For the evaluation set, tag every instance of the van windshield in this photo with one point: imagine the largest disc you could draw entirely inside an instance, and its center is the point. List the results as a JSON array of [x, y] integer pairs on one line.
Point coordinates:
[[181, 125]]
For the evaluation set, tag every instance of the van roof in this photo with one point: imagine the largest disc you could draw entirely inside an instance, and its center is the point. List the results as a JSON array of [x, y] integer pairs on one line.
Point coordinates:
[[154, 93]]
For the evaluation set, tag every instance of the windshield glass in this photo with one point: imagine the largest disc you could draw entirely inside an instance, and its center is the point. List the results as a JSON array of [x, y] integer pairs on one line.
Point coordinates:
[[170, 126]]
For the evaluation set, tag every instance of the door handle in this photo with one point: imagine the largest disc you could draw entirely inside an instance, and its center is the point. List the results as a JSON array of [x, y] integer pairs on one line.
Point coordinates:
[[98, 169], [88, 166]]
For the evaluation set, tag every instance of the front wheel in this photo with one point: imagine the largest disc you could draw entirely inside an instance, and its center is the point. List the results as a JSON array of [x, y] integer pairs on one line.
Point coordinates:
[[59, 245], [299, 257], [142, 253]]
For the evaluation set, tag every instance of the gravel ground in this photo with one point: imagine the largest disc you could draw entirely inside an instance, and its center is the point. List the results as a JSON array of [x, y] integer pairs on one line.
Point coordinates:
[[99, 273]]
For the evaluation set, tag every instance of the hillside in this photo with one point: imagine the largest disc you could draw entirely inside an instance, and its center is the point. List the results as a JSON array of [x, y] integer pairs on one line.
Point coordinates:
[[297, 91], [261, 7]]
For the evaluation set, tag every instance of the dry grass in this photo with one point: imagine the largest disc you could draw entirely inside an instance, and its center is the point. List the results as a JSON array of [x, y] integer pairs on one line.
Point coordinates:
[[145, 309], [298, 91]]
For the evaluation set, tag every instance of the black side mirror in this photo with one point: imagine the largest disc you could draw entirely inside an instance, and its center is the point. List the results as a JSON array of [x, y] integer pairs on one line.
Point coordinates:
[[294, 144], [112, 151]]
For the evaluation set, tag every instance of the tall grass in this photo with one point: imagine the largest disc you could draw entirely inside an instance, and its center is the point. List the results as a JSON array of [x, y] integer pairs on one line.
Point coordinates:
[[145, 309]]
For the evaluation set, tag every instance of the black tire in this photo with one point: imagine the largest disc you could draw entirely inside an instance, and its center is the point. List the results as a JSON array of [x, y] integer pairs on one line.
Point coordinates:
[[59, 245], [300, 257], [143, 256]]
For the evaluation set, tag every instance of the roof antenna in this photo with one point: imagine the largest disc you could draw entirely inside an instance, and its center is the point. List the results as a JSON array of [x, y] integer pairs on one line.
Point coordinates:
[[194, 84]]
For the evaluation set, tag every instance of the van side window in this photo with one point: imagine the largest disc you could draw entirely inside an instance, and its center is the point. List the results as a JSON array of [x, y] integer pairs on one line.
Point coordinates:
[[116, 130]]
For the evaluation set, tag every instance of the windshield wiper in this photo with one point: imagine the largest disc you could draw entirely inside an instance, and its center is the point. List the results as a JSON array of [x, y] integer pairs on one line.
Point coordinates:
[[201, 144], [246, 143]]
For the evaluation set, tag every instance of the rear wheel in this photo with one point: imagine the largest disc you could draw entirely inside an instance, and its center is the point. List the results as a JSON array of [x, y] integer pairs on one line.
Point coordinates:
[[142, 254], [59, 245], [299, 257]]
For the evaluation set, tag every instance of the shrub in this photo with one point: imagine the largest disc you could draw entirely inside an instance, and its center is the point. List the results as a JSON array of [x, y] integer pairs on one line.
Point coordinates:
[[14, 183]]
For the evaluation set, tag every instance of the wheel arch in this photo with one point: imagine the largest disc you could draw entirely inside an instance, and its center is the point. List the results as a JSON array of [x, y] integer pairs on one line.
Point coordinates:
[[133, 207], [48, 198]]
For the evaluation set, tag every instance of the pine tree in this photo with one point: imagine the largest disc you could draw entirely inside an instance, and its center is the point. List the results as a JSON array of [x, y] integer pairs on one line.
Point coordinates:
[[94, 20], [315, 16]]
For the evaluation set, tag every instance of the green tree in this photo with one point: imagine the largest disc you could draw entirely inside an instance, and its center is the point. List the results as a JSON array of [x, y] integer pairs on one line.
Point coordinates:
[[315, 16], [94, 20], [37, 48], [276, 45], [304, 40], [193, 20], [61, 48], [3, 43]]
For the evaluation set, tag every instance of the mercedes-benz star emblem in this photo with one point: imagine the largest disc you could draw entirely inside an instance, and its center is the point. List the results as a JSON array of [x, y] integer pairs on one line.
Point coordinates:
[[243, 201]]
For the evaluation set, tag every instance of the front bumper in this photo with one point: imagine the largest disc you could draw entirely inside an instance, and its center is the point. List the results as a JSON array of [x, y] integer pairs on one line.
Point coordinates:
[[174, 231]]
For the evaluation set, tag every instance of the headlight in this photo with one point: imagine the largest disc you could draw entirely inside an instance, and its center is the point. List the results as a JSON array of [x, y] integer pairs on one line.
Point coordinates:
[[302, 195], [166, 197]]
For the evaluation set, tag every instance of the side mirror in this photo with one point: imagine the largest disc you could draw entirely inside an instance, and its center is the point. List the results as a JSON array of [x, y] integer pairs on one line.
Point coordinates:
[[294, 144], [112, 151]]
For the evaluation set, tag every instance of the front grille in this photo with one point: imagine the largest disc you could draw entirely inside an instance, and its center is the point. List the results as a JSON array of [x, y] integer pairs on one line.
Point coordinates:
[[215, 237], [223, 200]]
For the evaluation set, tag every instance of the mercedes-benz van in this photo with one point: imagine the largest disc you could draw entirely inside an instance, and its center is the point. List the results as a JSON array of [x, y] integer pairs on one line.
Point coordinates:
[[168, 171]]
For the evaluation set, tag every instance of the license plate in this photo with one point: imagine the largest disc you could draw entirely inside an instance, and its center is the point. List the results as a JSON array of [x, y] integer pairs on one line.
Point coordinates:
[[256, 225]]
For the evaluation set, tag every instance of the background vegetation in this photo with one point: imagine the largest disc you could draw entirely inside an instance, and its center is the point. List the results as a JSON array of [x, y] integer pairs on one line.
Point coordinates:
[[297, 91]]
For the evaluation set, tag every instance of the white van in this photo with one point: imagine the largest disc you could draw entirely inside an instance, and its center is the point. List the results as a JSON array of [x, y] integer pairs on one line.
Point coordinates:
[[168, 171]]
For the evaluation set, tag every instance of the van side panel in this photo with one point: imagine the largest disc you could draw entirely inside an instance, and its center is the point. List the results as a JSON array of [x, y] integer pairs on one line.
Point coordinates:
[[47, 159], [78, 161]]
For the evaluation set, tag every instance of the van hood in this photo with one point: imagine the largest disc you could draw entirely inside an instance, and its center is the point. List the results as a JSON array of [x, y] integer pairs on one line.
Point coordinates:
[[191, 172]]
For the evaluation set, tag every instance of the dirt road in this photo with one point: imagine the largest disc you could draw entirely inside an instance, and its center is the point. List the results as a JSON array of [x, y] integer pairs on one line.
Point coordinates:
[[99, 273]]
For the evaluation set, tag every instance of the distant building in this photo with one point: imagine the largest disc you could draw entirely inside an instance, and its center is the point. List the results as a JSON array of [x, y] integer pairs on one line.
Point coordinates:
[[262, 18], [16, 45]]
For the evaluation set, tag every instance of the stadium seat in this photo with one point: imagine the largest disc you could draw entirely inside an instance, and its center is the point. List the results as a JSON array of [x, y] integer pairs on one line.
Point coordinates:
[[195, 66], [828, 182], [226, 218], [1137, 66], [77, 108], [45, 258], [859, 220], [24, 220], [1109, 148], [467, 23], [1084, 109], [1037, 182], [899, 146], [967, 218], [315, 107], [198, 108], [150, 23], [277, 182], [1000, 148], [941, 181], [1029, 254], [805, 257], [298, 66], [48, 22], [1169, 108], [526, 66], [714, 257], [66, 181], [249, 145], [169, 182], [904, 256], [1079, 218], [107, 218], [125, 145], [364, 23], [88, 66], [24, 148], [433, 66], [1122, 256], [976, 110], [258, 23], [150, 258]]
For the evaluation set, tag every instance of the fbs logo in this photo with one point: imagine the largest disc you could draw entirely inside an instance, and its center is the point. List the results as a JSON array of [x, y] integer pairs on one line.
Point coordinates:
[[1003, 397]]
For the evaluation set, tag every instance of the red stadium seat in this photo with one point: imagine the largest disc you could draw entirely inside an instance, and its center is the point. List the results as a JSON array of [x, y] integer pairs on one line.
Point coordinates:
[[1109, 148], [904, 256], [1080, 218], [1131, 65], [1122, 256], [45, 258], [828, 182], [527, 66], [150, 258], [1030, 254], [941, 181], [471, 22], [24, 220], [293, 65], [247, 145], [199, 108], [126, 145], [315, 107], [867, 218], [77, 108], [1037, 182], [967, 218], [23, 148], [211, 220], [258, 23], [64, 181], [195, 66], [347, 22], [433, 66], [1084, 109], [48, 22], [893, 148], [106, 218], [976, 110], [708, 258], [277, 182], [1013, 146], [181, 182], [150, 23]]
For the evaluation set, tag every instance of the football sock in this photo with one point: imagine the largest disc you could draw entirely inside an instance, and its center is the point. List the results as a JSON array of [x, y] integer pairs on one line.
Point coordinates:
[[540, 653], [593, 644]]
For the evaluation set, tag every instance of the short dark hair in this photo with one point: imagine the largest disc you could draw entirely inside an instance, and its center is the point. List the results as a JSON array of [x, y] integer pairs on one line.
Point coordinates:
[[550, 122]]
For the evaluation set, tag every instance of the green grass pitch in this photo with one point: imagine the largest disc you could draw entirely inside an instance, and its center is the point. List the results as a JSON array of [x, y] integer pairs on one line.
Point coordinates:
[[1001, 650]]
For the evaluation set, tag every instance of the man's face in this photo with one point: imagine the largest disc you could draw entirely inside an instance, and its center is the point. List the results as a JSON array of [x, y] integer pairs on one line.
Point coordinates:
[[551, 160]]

###

**EXERCISE DIRECTIONS**
Nothing but the lines from the line with "For the evaluation set, tag every instance of the short" to the last line of the listing above should appear; please retype them exactly, both ends included.

**EXERCISE OUTPUT**
For the evaluation set, tag every instance of the short dark hair in this photo with one point: imagine the largest disc you could draw entirely inside an instance, and its center is the point. List the results as a JSON array of [x, y] integer pairs on one line.
Point coordinates:
[[550, 122]]
For the evaluation set, tag every instance of the green grass pitch in this photo with one point: imagine the largest disc you could draw entirely inside an instance, and its center is the point. List the results as a JSON array of [x, y] integer pairs on one line.
Point coordinates:
[[1001, 650]]
For the evaluation set, tag every instance of the man's face in this photo with one point: imagine the largest disc you could draw entirely inside an instance, and its center is the point. List the results as a JSON array of [x, y] integer pairs on one line.
Point coordinates:
[[551, 160]]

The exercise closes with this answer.